-- Task material --
--*--

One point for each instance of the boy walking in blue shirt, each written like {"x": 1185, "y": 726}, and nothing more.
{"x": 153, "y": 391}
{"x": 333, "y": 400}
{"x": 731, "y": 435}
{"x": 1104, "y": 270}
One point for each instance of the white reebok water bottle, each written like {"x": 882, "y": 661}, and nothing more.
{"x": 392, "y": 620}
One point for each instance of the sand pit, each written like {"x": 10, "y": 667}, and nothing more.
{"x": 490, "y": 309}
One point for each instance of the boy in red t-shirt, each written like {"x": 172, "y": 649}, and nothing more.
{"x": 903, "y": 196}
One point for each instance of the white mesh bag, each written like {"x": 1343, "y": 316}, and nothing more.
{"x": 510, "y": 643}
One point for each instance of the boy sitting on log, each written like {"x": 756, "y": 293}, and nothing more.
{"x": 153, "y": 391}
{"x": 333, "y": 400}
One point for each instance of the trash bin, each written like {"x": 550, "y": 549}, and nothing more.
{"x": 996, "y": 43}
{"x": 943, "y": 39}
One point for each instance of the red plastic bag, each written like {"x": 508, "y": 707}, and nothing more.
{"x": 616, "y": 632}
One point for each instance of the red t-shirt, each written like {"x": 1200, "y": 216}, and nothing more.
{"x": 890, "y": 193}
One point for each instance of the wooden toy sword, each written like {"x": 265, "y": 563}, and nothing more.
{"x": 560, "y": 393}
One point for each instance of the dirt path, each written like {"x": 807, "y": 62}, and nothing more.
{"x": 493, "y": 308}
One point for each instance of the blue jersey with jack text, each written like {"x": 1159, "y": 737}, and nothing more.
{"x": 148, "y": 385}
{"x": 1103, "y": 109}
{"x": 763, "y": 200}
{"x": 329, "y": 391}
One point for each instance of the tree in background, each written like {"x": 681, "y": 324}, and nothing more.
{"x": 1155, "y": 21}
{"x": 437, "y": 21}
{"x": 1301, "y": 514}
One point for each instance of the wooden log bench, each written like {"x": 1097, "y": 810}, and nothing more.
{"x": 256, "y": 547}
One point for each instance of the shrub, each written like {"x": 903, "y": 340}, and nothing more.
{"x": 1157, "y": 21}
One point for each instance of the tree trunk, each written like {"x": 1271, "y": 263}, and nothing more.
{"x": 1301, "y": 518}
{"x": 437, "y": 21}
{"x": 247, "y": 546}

--*--

-- Objective --
Arrange all of the data above as a two-column CSV with the header row text,answer. Each row should pair one text with its answer, with every field enclosed in double quotes and any line breaks replaced by spaces.

-- Complete answer --
text,answer
"One point for each instance of the boy walking in blue shirt, each written like {""x"": 1185, ""y"": 726}, and nothing more.","{""x"": 153, ""y"": 391} {""x"": 333, ""y"": 400} {""x"": 731, ""y"": 435} {""x"": 1104, ""y"": 270}"
"One point for each instance of the white reebok water bottle, each written like {""x"": 882, ""y"": 661}, and nothing more.","{""x"": 392, ""y"": 620}"
"One point for each instance of the sand pit, each written like {""x"": 10, ""y"": 667}, and nothing more.","{""x"": 490, ""y"": 309}"
"One point for each instance of the boy in red t-shirt, each written like {""x"": 172, ""y"": 649}, and nothing more.","{""x"": 903, ""y"": 196}"
"One point for each instance of the white mesh bag, each written like {""x"": 1343, ""y"": 316}, and nothing more.","{""x"": 510, ""y"": 643}"
"One point for each instance of the boy sitting on log, each written like {""x"": 756, ""y"": 293}, and nothing more.","{""x"": 153, ""y"": 391} {""x"": 333, ""y"": 400}"
"One point for each instance of the trash bin, each written like {""x"": 550, ""y"": 549}, and nothing more.","{""x"": 996, ""y"": 43} {""x"": 943, ""y"": 39}"
"One point for each instance of the red plastic bag, each written like {""x"": 508, ""y"": 707}, and nothing more.","{""x"": 616, ""y"": 632}"
"One point for each instance of the red t-shirt, each written like {""x"": 1200, ""y"": 216}, and nothing more.","{""x"": 890, ""y"": 193}"
"One point for each instance of the wooden toy sword, each written like {""x"": 265, ""y"": 563}, and nothing more.","{""x"": 560, ""y"": 393}"
"One point for each instance of the dirt path, each written like {""x"": 807, ""y"": 62}, and nothing more.","{""x"": 493, ""y"": 308}"
"One point for each instance of the blue jersey with jack text, each written like {""x"": 1159, ""y"": 737}, and nothing more.","{""x"": 148, ""y"": 385} {""x"": 1103, ""y"": 109} {""x"": 763, ""y"": 200} {""x"": 329, ""y"": 391}"
"One point for each instance of the tree in background, each written like {""x"": 681, ""y"": 324}, and nothing more.","{""x"": 1155, ""y"": 21} {""x"": 437, ""y"": 21} {""x"": 1301, ""y"": 514}"
"One point for each instance of the wooden log bench, each written like {""x"": 1097, ""y"": 810}, and nothing more.","{""x"": 256, ""y"": 547}"
"One point for each instance of the shrub, each written like {""x"": 903, ""y"": 340}, and nothing more.","{""x"": 1157, ""y"": 21}"
"One point for each instance of the tree trunk, each written like {""x"": 1271, ""y"": 263}, and nothing more.","{""x"": 1301, ""y"": 518} {""x"": 437, ""y"": 21} {""x"": 247, ""y"": 546}"